● **Material**
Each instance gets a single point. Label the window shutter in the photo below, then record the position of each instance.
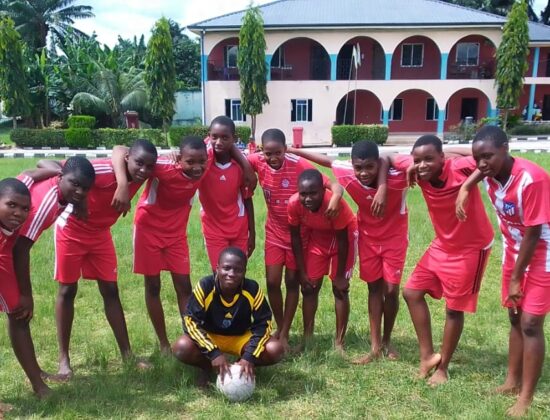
(228, 108)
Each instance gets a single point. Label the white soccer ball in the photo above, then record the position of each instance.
(236, 388)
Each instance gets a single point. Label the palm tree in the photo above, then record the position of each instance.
(36, 19)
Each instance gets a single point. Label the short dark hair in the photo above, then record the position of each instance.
(192, 142)
(13, 185)
(233, 250)
(274, 134)
(311, 175)
(365, 149)
(81, 165)
(224, 121)
(491, 133)
(429, 139)
(145, 145)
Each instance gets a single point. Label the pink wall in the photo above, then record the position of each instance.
(431, 64)
(414, 114)
(455, 106)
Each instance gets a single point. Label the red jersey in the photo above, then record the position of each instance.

● **Short task**
Reproduce all of the data above word for word, leaving out the picture.

● **Full answer**
Each instance gets a single point. Label the window shutter in the photo below, then record the position of each instance.
(228, 108)
Each instance gets a single point. Label the white soccer ball in the photo above, then record the position of each instance.
(236, 388)
Each instance gets a single point. Label the palm tree in the photo above, then record the position of each instance.
(36, 19)
Each instance gets a single point. Label the short dark hair in the photo above, then record the position of each instance.
(192, 142)
(13, 185)
(233, 250)
(274, 134)
(311, 175)
(365, 149)
(81, 165)
(224, 121)
(491, 133)
(429, 139)
(145, 145)
Each instance gets a single point. Label the pink wall in the photo above, then record the position of each instance.
(431, 64)
(414, 114)
(455, 106)
Each instance gets a single point. Label the red jersey in the photo above, then record the position of each instance.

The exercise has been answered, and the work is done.